**Instruction:** Rescale the data below, rewriting everything from the line that contains "Q: Point out each instance of the overhead" down to the end of the data, requests included. Multiply every coordinate in the answers by 0.65 and round to whole numbers with halves rounded up, leaving the requests unchanged.

━━━ Provided material ━━━

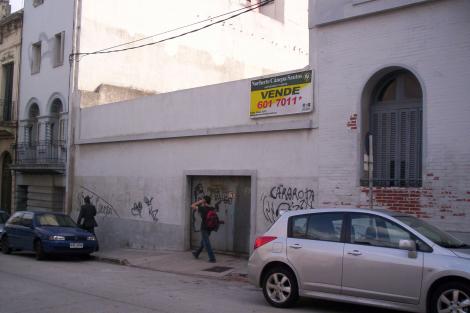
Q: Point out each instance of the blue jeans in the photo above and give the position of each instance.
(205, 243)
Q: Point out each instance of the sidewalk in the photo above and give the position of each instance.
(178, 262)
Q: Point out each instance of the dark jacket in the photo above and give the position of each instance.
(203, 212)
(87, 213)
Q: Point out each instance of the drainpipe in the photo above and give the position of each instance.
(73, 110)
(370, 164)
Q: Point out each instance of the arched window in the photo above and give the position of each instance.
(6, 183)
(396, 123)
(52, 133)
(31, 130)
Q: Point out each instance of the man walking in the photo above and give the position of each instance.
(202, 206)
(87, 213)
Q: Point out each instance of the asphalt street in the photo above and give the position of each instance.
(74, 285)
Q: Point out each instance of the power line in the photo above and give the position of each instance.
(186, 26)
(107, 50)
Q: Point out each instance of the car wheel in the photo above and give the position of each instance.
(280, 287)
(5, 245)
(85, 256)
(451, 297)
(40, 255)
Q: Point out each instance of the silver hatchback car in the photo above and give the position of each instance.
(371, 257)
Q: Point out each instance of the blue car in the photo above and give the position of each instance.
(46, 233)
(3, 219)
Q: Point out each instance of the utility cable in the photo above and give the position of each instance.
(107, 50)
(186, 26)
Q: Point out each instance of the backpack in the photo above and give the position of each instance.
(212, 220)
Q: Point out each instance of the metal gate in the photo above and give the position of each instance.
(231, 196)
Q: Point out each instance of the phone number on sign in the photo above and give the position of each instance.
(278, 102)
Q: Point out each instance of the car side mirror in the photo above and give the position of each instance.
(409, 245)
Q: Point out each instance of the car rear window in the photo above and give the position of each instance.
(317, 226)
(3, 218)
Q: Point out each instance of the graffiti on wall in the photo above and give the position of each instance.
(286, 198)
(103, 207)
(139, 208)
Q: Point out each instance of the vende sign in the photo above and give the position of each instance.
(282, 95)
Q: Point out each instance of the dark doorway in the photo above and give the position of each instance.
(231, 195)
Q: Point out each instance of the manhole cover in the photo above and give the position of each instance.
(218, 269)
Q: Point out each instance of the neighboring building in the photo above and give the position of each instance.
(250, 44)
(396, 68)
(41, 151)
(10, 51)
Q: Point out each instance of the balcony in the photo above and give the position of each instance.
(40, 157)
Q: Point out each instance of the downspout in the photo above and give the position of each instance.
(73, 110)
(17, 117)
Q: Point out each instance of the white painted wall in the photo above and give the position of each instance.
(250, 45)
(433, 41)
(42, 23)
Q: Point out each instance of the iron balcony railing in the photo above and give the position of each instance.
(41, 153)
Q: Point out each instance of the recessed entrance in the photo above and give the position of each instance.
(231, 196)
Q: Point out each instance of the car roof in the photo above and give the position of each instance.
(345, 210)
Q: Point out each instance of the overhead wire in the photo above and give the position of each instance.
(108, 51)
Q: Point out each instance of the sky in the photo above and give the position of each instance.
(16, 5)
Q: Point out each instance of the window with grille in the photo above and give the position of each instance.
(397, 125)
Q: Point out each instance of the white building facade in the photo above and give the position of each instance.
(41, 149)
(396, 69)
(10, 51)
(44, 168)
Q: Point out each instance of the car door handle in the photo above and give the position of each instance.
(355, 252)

━━━

**Output:**
Q: Point out each instance of the overhead wire in the photo above and give the position of each instance.
(70, 33)
Q: Point out each instance of the sky in the photo above and give the position of each instance.
(10, 3)
Q: Point out each instance of the window with grille in the photo above and give the position of each instance.
(258, 81)
Q: Point out each instance of the white building facade in the photo above and give the position of each instance.
(27, 97)
(257, 45)
(7, 33)
(29, 109)
Q: Point out each instance of the car door handle in the photo above and give the position of each instance.
(231, 164)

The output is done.